EXTRACTED RECORDS
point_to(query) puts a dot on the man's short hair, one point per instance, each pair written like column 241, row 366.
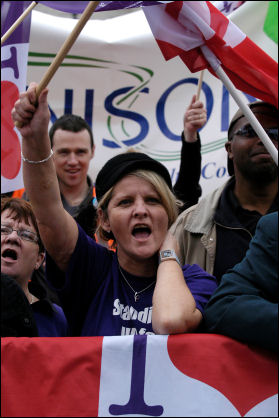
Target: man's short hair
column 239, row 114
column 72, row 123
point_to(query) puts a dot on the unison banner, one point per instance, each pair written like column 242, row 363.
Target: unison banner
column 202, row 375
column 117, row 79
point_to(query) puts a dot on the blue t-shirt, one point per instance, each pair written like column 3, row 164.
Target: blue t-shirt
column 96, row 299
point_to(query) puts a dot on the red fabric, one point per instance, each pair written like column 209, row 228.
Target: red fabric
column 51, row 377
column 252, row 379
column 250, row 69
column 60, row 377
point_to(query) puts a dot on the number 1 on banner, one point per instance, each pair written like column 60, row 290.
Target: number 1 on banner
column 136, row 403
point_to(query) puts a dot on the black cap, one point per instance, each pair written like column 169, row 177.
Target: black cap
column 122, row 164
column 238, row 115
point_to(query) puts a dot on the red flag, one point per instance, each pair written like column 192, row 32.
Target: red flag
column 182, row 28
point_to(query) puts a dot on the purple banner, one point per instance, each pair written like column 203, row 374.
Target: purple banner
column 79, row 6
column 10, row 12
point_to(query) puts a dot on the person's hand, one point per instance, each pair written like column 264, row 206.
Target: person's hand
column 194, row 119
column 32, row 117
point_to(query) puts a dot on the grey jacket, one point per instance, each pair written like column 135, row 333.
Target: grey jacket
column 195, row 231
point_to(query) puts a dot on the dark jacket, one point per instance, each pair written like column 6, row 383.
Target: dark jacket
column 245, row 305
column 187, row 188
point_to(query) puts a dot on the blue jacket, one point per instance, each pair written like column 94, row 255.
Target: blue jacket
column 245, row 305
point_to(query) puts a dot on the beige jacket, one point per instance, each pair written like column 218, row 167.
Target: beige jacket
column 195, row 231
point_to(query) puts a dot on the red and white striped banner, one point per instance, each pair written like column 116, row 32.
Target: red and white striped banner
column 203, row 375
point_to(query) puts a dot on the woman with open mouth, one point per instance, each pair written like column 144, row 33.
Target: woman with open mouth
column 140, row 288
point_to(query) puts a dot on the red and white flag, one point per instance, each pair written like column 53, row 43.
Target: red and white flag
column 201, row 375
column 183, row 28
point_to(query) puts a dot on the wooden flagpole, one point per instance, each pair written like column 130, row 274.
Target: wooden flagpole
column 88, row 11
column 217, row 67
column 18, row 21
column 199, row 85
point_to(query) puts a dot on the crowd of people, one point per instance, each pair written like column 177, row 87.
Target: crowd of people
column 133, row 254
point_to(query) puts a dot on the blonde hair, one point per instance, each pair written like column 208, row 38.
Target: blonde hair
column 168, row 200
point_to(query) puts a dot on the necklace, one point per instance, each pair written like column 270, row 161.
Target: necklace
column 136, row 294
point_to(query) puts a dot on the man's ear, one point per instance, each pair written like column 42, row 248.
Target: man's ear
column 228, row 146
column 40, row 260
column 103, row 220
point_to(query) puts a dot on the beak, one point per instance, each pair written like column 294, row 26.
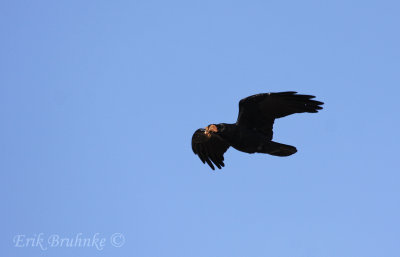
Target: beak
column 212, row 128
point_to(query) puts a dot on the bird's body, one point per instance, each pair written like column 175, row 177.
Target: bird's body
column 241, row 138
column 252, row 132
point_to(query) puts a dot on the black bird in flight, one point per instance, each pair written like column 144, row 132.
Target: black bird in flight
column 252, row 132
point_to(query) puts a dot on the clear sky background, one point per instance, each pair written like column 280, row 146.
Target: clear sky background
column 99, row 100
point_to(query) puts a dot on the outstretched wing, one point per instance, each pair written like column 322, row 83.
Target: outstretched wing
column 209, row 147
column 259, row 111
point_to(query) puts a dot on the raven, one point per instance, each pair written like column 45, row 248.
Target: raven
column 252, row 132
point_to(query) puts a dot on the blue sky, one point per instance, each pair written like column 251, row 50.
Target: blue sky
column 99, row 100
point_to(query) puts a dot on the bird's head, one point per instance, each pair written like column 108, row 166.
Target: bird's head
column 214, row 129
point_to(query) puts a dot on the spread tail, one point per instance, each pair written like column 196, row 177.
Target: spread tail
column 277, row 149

--

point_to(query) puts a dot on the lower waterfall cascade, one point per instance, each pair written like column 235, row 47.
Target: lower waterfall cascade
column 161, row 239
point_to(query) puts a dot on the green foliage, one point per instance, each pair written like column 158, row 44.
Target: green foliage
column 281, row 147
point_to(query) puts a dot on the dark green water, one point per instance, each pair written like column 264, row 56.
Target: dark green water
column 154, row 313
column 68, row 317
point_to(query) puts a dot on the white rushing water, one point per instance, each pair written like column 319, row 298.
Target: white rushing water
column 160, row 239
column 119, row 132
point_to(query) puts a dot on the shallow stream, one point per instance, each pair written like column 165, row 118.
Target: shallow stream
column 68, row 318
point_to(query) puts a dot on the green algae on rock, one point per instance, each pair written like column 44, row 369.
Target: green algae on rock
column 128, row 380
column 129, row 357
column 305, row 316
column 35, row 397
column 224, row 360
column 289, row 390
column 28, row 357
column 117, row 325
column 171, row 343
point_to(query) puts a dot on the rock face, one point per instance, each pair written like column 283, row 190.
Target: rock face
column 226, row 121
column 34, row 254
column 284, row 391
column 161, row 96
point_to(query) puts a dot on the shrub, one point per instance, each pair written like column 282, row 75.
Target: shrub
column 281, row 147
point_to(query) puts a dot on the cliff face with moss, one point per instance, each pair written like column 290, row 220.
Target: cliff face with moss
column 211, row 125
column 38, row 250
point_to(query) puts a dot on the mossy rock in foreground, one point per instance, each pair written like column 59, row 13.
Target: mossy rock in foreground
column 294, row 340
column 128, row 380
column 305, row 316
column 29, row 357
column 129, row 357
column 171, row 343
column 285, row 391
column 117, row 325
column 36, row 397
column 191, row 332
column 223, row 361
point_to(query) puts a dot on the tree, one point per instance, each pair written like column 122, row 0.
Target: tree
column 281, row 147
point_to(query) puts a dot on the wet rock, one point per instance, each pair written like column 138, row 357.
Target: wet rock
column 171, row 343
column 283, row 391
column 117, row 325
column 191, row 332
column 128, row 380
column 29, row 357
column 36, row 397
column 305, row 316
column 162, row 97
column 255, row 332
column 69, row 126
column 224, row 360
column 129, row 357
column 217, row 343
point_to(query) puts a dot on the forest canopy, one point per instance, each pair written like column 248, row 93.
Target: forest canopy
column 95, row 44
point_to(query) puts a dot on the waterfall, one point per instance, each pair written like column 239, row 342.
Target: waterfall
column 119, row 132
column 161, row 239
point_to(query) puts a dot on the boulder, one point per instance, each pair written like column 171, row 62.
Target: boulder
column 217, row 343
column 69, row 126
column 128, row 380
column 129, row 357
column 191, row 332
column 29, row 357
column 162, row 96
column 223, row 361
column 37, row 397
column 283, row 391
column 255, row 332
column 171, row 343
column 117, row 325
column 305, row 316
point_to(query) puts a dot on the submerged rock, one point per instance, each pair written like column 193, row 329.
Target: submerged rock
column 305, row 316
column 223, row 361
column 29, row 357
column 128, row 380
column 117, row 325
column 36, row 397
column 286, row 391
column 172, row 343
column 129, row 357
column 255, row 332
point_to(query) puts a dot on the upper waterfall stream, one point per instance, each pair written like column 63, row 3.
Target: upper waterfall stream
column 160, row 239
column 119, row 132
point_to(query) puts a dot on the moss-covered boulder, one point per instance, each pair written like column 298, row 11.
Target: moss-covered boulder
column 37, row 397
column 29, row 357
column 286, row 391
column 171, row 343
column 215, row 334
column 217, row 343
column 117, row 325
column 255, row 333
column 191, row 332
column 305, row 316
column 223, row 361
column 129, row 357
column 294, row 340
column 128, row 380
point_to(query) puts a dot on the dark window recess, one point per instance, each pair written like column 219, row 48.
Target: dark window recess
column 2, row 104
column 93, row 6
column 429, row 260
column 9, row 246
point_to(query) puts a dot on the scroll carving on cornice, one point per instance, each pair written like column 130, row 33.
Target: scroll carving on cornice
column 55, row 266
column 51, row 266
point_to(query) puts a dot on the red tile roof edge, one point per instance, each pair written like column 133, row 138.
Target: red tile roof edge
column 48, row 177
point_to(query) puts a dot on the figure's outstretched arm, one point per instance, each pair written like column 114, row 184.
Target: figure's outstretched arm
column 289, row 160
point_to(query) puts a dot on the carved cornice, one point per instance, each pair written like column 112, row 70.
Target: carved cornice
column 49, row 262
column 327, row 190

==

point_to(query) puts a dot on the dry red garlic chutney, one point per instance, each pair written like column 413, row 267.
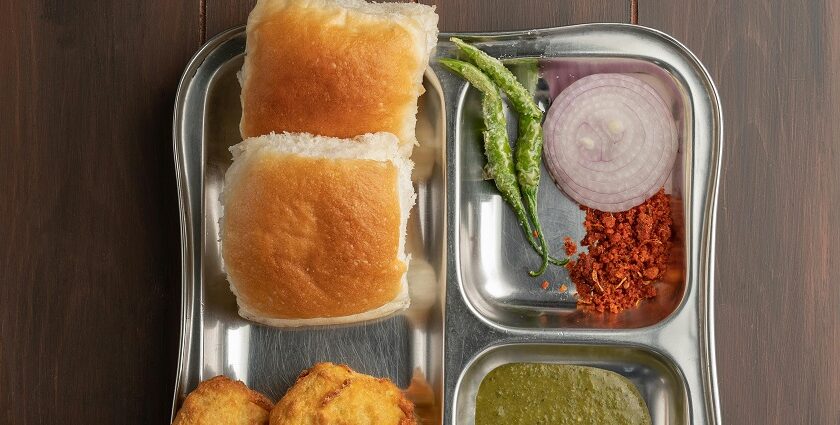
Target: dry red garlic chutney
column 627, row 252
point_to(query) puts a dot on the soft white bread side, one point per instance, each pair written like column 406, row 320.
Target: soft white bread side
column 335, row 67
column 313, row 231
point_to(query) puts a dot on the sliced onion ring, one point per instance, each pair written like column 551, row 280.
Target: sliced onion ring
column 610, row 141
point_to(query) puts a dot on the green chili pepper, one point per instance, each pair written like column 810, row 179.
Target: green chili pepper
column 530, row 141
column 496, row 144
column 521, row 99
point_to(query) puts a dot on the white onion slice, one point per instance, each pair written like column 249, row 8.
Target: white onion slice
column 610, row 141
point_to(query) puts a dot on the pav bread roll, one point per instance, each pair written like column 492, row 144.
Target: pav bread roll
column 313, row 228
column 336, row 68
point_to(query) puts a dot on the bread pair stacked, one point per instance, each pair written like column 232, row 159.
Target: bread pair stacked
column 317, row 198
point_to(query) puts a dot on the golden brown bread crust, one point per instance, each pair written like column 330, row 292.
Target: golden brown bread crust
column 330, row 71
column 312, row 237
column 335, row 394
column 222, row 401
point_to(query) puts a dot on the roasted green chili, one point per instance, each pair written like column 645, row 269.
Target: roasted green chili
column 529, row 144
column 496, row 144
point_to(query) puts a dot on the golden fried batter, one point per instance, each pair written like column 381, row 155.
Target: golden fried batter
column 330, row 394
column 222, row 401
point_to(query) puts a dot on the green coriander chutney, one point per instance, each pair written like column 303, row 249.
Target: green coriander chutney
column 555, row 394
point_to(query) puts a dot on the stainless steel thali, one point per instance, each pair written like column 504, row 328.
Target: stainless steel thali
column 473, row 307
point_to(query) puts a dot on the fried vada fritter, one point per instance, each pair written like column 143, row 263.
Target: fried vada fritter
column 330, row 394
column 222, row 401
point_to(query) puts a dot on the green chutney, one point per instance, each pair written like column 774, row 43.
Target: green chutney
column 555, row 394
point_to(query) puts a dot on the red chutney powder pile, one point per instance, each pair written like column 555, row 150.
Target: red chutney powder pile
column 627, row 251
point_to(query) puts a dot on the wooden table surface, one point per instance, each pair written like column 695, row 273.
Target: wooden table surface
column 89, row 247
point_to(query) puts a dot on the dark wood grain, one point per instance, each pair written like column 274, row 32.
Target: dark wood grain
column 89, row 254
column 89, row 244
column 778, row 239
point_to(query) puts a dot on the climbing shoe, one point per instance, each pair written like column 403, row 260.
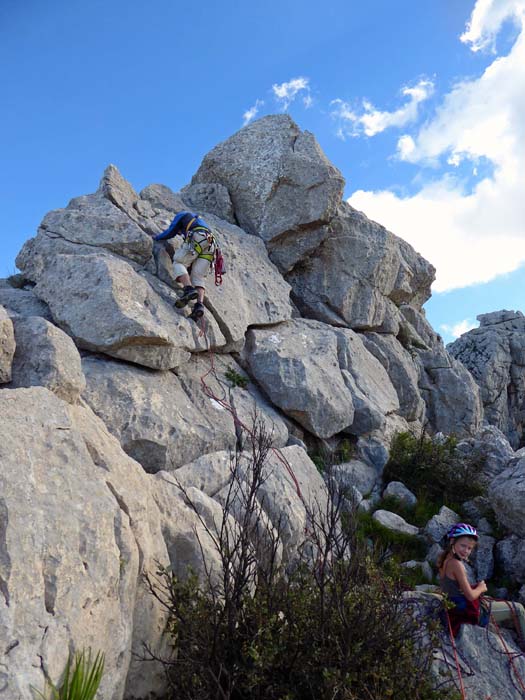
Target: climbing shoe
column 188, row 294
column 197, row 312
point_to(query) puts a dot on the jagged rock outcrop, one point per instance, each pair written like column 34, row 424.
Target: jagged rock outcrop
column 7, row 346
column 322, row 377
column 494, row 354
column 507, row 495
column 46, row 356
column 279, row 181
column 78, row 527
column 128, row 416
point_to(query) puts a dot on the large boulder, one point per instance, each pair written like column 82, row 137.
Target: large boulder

WHAT IS BEING ASKED
Copy the lines from the one containing "point_to(query) puts a dot on the red tile" through the one containing "column 289, row 160", substituting "raised arm" for "outstretched arm" and leaving all else unchanged.

EXERCISE RESPONSE
point_to(query) puts a dot on the red tile roof edge, one point per instance, each pair written like column 133, row 138.
Target: red tile roof edge
column 48, row 177
point_to(query) puts a dot on the figure's raised arm, one point per instance, each pair written like column 114, row 184.
Target: figure's raised arm
column 289, row 160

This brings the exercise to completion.